### WHAT THE EXERCISE ASKS
Beginning at the line that contains "Query: pebble", return every remaining line of the data below exactly; return nothing before it.

[[ THE DATA open ]]

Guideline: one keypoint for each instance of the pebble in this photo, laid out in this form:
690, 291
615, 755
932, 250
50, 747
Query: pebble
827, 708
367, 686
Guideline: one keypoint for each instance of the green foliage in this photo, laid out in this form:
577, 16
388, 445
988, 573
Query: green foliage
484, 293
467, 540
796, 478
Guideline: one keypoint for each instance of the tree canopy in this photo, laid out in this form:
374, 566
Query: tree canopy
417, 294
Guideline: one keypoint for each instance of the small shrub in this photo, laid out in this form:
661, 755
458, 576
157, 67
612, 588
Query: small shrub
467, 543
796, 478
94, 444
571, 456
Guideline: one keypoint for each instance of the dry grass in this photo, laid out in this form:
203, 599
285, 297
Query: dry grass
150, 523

[[ THE DATA closed ]]

### ANSWER TO THIS TASK
Query: pebble
827, 708
367, 686
Guideline: one keypoint for each instance of the green foliage in this photo, laid out in this form:
577, 16
388, 445
988, 573
Query: green foliage
484, 293
467, 540
796, 478
Guideline: one keypoint for each instance of the tree canopy in this photo, laid out in this form:
374, 566
Query: tree canopy
417, 294
Guideline: one keypoint for each instance of the small shrub in this photo, laid out in this form:
661, 755
458, 576
157, 67
612, 588
Query: small shrub
467, 543
796, 478
94, 444
571, 456
Guideline: one keypoint for each instance of the dry grass in this photo, laid out in this form:
203, 599
285, 297
Query: dry grass
150, 523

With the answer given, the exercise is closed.